* _EXCERPT TO READ_:

━━━━━━━━━━━━━━━━━━━━

For multi-repo environments, use explicit repo labels: gitnexus list -r <repo-label>.
Stable Commands (Preferred)
When GitNexus is available, prefer these stable commands:
gitnexus cypher -r <repo-label> — Markdown/file/content lookup. Use for finding relevant files, symbols, or content patterns before implementing changes.
gitnexus context -r <repo-label> — Symbol-level context. Use for understanding the surroundings of a specific function, class, or module being modified.
gitnexus impact -r <repo-label> — Impact analysis. Use for assessing blast radius before changes that touch shared surfaces, callbacks, or exported APIs.
Best-Effort / Experimental
gitnexus query — Best-effort/experimental only. Current versions can emit read-only FTS warnings or return empty markdown-heavy results. Use only when the stable commands above do not cover the need, and treat results as supplementary.

━━━━━━━━━━━━━━━━━━━━

* _DATASET EXCERPTS_:
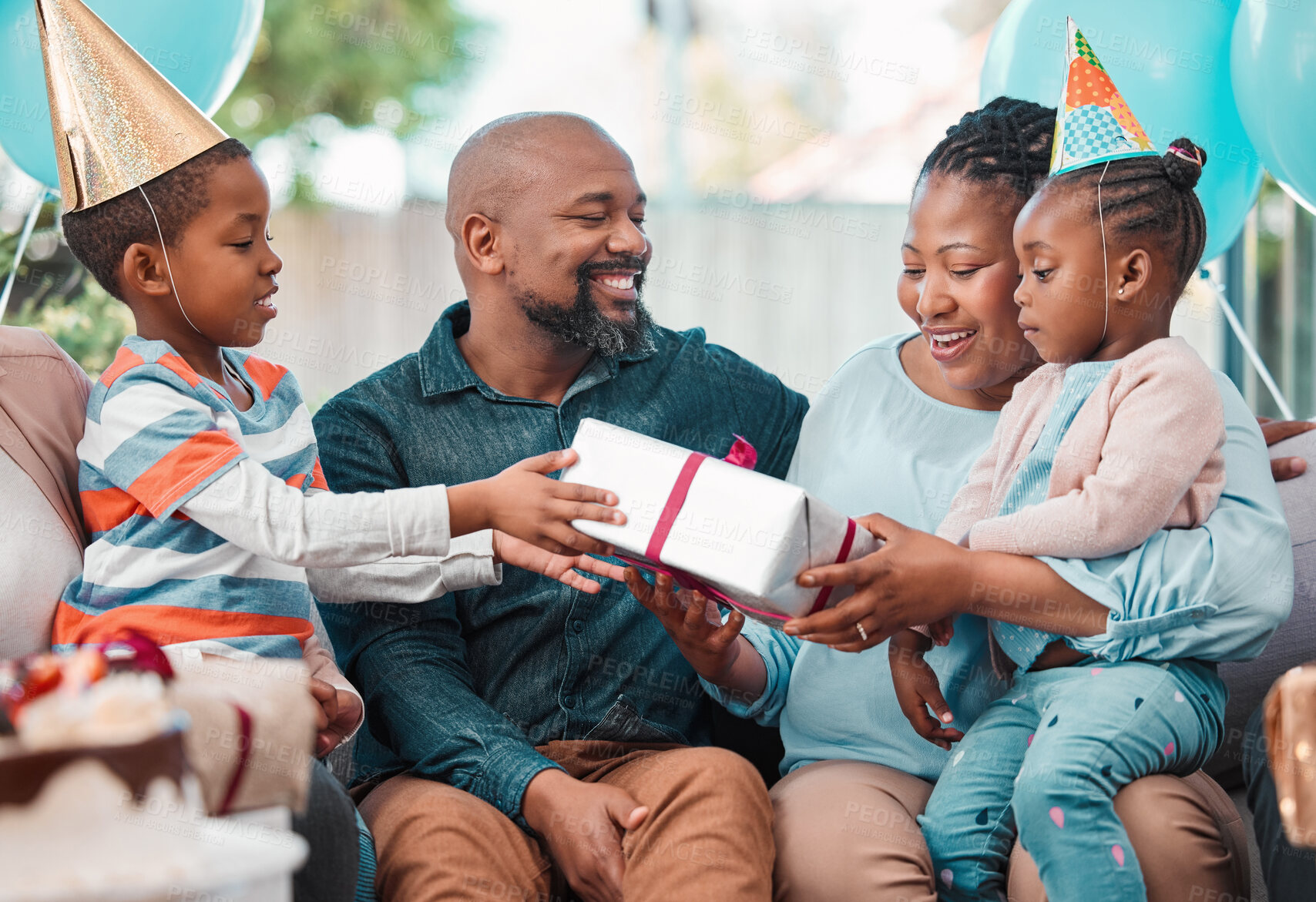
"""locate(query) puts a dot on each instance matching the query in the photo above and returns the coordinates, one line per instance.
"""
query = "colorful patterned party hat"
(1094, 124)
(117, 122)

━━━━━━━━━━━━━━━━━━━━

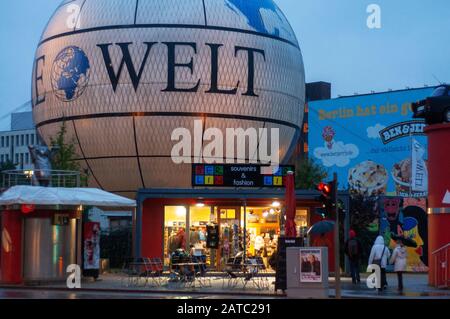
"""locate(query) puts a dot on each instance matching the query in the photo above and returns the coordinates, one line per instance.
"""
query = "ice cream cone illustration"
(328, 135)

━━━━━━━━━━━━━━━━━━━━

* _REQUIREMENT 1_:
According to the GitNexus guidance, what can current versions of gitnexus query emit or return?
* _REQUIREMENT 2_:
Extend the GitNexus guidance, starting after its final sentence about treating results as supplementary.
The listing is separate material with no connection to the GitNexus guidance.

* _RESPONSE 1_:
Read-only FTS warnings, or empty markdown-heavy results.

* _RESPONSE 2_:
Integration Points
- Phase 0 (Input Triage): After scanning the work area, if GitNexus is available, run
gitnexus cypher for the key components identified in the prompt or plan. Use findings to refine the task list and identify files likely to change.
- Phase 2 (Execute): Before implementing a unit that touches shared surfaces,
gitnexus impact can surface callers or consumers that local grep might miss. Cross-check with actual source files — GitNexus findings are guidance only, never primary evidence.
- Test Discovery: When a plan specifies test files,
gitnexus context around the test entry points can help identify related test utilities or fixtures.
License Caution
gitnexus currently advertises PolyForm-Noncommercial-1.0.0; production/company usage needs commercial/legal review. P0 remains optional/local.
Boundary Note
GitNexus is optional code intelligence for gh:work. It is not a mandatory runtime dependency, not a GitHub fact source, and not HKTMemory. Always re-check code and tests independently.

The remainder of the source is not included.